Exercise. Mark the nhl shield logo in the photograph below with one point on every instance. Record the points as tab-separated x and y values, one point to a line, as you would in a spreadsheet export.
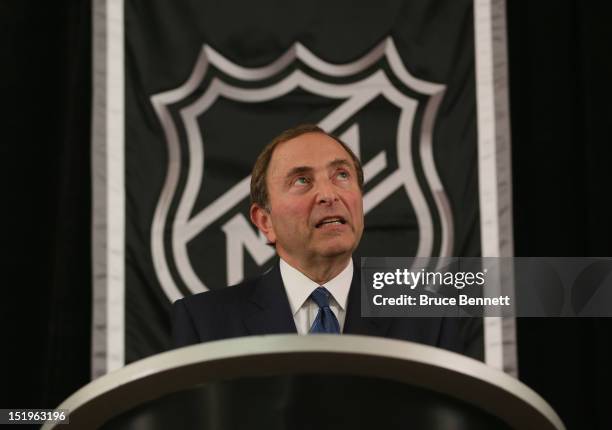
216	123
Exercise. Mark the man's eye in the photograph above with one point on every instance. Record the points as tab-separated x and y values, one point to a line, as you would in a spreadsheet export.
343	175
302	180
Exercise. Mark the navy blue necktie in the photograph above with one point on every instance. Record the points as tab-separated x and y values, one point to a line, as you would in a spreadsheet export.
326	321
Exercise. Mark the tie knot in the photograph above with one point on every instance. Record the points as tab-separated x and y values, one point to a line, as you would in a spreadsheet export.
321	297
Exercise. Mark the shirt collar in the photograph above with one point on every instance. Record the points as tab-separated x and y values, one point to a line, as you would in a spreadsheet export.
299	287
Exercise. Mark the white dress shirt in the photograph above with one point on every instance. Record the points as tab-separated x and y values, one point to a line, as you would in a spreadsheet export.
299	287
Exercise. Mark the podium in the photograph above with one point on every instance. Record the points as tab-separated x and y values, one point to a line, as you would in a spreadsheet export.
307	382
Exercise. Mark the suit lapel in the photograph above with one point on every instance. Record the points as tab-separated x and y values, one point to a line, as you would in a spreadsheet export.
267	310
354	322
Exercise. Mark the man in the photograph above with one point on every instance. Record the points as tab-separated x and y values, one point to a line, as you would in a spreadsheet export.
306	194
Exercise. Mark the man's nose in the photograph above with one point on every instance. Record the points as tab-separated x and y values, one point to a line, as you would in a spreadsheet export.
326	194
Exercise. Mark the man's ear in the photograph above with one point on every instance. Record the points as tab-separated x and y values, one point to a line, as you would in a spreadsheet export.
261	218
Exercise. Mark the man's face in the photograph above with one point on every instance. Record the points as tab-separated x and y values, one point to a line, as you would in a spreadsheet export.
316	206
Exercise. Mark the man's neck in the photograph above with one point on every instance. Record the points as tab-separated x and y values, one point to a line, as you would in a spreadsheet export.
319	271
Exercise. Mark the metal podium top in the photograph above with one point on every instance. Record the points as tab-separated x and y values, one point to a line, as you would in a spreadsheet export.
437	370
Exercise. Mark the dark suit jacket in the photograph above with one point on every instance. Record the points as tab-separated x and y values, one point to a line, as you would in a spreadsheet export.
260	306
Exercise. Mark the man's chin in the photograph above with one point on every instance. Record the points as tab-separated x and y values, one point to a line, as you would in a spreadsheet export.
338	249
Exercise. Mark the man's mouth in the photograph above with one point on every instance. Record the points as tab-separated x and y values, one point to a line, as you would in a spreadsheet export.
331	220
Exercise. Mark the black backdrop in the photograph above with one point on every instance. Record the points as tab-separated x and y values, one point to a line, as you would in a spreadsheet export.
560	69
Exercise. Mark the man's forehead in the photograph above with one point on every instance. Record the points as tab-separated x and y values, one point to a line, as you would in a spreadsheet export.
310	150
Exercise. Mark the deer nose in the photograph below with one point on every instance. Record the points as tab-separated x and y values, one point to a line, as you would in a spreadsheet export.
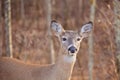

──────────────────────────────

**What the task requires**
With the pictures dropped, write out all of the entries word for word.

**Final answer**
Exercise. Mark the nhl shield logo in the photograph below with one point on every instance. Record the points as tab-separated x and y values, one point to a line, as you would in a spreadsheet export.
216	123
Exercise. Mark the man's eye in the photograph above with one point on every instance. Record the points as tab-separated x and y values, one point to a line, as you would in a spreadsheet export.
343	175
302	180
Exercise. Mark the navy blue necktie in the photograph above with one point on every instance. Record the points as tab-separated x and y values, one point to a line, as you would in a spreadsheet export.
326	321
Exercise. Mark the tie knot in the photograph above with one point on every instance. Record the points as tab-separated x and y values, one point to a line, as you would in a spreadsheet export.
321	297
Exercise. Mark the shirt collar in the photograph above with one point on every instance. Record the points as tab-separated x and y values, one point to a line, as you would in a spreadsheet export.
299	287
Exercise. Mark the white dress shirt in the photograph above with one point on every instance. Record the points as tab-separated x and y values, one point to a line, as you would in a spreadsheet export.
299	287
Exercise. Mark the podium in the photograph above with one point on every instance. Record the points as tab-separated x and y values, one point to a line, as you would in a spreadsheet export.
307	382
Exercise. Mark the suit lapel in the photograph above with one point on every instance. Record the points as tab-separated x and y values, one point to a line, as you would in a spreadsheet export.
267	310
354	322
Exercise. Mark the man in the photograph above with one point on every instance. Record the points as tab-separated x and y values, one point to a line, as you would in a spreadsheet export.
306	194
Exercise. Mark the man's nose in the photograph above with one point on every instance. Record the points as tab-separated x and y values, one point to a line, as you would in a spreadsheet export.
326	194
Exercise. Mark the man's ear in the photograph above with one point on every instance. Record the points as tab-separated x and y values, one point to a line, as you would in a spreadsheet export.
261	218
Exercise. Mark the man's face in the photograph above with one point on every instance. Record the points as tab-separated x and y values, one point to a line, as you would in a spreadsheet export.
316	206
Exercise. Mark the man's neck in the photograph above with one point on every instance. Record the points as tab-separated x and y values, one point to a line, as you would in a spreadsheet export.
319	271
Exercise. Mark the metal podium top in the photograph above with one point on every instance. Record the points as tab-separated x and y values, one point to a line, as you would in a spreadsheet export.
437	370
Exercise. Mark the dark suit jacket in the photograph above with one point on every instance. Record the points as tab-separated x and y values, one point to a line, as you would in a spreadsheet export.
260	306
Exercise. Mark the man's chin in the photograph above with one point on every instance. Record the points as tab-separated x and y values, one point to a line, as you would in a spreadsheet export.
338	249
Exercise. Mark the man's mouth in the photograph above with one point on every instance. Record the points as tab-separated x and y values, one point to a line, as you would in a spreadsheet export.
331	220
Exercise. Mark the black backdrop in the photograph above with one point on every instance. Record the points as tab-separated x and y values, one point to a line, as you would in a spreadsheet export.
560	69
Exercise. Mark the man's forehead in the photograph above with one point on every instance. Record the points as tab-separated x and y values, one point to a line, as you would in a spreadsheet export.
310	150
Exercise. Mark the deer nose in the photograph below with one point on every instance. Record the points as tab-separated x and y values, one point to a line, as you would in a spreadsheet export.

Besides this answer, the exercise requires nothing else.